# [Problem statement]
Locate the line containing "Where can you see the lamp post fixture?" in the data below. Reproduce it and every following line up to the end, exactly as given.

# [Records for this exercise]
★ ★ ★ ★ ★ ★ ★
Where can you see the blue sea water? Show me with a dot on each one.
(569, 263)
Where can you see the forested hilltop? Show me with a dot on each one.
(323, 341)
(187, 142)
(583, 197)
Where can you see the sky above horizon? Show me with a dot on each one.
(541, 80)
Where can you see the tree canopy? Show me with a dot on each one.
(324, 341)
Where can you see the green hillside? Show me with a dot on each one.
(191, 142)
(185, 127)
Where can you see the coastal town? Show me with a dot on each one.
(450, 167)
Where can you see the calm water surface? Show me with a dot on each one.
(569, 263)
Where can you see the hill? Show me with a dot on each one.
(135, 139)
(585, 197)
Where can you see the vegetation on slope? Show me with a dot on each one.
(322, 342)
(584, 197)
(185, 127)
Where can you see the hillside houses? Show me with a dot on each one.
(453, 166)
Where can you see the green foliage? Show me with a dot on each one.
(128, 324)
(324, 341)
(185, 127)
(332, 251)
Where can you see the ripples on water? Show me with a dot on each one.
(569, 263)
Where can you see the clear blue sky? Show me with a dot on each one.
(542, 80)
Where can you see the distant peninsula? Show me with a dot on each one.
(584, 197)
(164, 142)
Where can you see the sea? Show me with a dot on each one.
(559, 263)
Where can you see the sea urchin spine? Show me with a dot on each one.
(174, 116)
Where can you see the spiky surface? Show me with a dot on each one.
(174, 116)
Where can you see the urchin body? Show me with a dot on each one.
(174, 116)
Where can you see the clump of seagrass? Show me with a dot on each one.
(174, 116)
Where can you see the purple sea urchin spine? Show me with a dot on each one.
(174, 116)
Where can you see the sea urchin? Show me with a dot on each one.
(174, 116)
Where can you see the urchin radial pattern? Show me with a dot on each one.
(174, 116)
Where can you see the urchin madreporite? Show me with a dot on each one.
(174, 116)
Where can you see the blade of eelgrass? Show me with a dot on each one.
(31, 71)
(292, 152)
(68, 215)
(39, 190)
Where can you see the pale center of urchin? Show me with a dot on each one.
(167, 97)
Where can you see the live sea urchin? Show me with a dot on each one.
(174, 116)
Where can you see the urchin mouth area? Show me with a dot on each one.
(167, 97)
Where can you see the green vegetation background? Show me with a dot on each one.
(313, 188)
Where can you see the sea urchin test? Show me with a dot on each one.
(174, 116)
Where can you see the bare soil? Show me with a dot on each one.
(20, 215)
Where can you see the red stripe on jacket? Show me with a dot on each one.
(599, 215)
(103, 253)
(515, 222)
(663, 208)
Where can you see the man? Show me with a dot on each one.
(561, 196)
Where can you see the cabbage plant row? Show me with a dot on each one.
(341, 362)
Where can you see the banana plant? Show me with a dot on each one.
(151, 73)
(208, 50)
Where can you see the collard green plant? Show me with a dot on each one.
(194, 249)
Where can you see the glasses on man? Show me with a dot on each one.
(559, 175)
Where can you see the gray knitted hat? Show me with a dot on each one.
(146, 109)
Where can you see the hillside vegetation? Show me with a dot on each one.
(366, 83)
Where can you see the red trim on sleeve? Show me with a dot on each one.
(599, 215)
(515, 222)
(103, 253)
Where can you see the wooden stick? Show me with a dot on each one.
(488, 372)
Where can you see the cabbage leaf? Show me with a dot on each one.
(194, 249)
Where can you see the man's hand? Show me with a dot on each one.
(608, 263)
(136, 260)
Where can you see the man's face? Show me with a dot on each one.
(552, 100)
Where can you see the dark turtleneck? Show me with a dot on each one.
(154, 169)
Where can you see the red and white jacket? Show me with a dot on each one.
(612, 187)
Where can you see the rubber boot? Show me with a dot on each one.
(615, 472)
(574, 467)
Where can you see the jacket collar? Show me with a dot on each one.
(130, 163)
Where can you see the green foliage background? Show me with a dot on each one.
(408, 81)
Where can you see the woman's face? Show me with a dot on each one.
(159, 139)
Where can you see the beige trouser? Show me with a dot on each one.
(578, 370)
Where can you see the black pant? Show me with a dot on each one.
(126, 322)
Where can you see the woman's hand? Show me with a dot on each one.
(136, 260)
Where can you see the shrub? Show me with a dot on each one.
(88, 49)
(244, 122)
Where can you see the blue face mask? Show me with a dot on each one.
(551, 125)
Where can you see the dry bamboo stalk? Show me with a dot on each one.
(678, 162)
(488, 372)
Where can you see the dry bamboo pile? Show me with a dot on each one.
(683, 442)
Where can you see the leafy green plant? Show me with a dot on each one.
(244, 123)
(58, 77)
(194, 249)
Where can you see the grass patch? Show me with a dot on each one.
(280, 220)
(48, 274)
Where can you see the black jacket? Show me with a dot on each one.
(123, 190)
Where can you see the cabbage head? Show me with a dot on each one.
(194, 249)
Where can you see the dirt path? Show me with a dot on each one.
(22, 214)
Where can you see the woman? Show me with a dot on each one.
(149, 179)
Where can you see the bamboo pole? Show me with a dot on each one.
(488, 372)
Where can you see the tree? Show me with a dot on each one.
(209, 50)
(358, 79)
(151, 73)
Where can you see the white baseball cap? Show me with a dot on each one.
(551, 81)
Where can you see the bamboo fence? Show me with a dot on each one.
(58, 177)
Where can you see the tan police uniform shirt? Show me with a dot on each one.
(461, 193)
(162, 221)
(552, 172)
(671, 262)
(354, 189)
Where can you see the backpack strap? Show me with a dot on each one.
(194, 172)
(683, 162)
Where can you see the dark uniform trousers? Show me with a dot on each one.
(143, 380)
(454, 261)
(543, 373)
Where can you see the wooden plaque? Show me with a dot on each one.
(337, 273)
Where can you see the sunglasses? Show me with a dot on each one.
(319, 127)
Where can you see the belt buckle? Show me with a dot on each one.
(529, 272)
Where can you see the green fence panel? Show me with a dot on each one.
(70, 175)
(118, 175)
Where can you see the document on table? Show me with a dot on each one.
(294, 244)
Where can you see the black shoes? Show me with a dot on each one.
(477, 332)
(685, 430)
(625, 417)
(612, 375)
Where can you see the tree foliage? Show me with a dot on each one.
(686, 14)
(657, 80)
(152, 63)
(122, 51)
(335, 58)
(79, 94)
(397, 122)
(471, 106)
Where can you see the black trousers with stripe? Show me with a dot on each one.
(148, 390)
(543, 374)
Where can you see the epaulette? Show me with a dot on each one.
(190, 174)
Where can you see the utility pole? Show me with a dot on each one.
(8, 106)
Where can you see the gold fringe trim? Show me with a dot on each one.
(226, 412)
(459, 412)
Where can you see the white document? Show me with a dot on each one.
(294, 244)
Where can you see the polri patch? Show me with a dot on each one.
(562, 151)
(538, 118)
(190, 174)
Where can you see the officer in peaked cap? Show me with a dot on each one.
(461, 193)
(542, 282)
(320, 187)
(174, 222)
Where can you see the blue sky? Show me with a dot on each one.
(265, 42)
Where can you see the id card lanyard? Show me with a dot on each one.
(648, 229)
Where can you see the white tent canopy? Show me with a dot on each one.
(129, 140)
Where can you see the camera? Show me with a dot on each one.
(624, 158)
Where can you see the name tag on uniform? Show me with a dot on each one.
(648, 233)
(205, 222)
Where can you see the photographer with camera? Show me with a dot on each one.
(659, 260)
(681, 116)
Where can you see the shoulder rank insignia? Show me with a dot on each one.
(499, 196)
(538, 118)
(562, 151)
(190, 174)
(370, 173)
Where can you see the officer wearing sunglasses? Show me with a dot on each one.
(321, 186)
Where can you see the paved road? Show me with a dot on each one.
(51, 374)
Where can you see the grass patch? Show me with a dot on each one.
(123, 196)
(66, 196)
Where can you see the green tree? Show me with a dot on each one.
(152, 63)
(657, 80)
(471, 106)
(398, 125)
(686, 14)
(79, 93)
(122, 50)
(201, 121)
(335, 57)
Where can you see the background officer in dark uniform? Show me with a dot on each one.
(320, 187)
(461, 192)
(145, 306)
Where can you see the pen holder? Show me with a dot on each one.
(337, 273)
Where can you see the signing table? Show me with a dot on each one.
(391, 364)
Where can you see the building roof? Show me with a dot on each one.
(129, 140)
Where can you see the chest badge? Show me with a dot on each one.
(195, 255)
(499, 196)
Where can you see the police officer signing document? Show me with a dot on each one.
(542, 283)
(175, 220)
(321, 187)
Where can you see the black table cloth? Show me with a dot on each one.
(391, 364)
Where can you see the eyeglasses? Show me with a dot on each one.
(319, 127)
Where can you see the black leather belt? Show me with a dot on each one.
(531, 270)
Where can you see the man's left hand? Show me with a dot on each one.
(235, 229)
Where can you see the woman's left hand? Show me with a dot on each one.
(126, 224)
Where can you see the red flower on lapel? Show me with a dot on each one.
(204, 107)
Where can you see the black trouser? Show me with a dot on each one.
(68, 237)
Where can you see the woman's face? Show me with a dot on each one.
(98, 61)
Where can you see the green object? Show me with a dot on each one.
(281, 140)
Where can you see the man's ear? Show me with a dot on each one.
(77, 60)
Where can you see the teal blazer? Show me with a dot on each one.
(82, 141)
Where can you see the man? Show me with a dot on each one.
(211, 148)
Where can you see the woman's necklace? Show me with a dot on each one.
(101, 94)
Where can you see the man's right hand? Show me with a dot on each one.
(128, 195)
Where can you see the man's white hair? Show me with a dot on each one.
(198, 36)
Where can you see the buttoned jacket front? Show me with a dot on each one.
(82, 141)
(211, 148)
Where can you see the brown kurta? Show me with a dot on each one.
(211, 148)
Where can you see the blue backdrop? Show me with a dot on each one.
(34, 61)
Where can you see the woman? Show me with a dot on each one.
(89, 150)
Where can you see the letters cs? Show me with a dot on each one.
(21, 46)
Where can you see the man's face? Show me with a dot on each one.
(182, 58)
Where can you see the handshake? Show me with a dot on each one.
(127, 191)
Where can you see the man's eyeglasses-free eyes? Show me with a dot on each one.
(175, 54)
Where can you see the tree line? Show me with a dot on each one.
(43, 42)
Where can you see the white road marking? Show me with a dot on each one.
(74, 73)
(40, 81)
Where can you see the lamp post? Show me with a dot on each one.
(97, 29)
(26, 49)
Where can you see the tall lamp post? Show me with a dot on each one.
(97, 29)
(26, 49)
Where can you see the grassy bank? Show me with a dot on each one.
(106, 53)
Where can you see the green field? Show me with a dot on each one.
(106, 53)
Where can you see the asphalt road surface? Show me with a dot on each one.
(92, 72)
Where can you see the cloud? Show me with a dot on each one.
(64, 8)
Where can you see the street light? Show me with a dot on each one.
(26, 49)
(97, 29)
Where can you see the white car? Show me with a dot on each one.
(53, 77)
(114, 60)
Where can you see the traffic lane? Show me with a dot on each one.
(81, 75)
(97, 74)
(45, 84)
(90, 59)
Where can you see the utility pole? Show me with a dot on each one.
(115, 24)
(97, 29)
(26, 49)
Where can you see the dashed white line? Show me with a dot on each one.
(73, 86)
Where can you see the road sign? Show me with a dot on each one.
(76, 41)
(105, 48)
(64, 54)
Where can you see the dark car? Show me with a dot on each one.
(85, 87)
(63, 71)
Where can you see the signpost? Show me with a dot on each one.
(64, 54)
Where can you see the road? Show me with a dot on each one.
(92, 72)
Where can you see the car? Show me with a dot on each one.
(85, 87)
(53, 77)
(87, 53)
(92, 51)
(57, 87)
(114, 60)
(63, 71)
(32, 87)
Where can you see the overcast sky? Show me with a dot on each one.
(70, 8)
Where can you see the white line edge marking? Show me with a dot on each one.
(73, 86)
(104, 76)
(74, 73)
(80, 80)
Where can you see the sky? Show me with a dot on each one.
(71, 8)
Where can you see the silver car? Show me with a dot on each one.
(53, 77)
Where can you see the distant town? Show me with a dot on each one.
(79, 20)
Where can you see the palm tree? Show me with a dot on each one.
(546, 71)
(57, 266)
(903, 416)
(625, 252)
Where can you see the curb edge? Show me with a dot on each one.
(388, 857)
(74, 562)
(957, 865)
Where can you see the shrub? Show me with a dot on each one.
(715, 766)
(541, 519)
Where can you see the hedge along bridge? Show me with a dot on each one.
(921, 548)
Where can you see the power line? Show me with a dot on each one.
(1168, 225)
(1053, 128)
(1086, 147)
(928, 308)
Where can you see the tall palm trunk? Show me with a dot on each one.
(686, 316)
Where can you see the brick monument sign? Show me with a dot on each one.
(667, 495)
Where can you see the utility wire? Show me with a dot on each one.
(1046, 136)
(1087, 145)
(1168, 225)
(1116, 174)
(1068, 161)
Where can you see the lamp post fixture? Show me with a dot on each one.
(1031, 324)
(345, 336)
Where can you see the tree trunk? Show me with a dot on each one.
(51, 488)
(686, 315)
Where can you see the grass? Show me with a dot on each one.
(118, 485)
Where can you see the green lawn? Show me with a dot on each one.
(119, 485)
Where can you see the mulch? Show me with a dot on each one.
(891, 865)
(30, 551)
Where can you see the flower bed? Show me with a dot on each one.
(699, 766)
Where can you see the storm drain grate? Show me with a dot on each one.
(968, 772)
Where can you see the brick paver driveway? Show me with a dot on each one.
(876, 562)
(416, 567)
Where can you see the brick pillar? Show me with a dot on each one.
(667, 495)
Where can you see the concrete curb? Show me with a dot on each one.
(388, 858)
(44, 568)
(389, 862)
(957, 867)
★ ★ ★ ★ ★ ★ ★
# [Exercise result]
Where can you see the lamp post fixture? Show me with a dot on each one.
(1031, 324)
(345, 336)
Where can you see the tree trunk? Show me with a dot on each one.
(51, 488)
(686, 315)
Where can you see the grass? Show me with a dot on each one.
(118, 485)
Where can you see the green lawn? Show me with a dot on each one.
(119, 485)
Where can you see the mulch? Show me with a dot on each one.
(891, 865)
(30, 551)
Where can you see the flower bed? Show me with a dot on each one.
(699, 766)
Where can you see the storm drain grate? Show me with a dot on each one.
(968, 772)
Where can you see the brick paver driveway? Show me with a dot on each one.
(876, 562)
(416, 567)
Where can you see the brick pillar? Show me with a dot on each one.
(667, 495)
Where can you see the concrete curb? Show me with a dot on each one.
(388, 858)
(44, 568)
(389, 862)
(957, 867)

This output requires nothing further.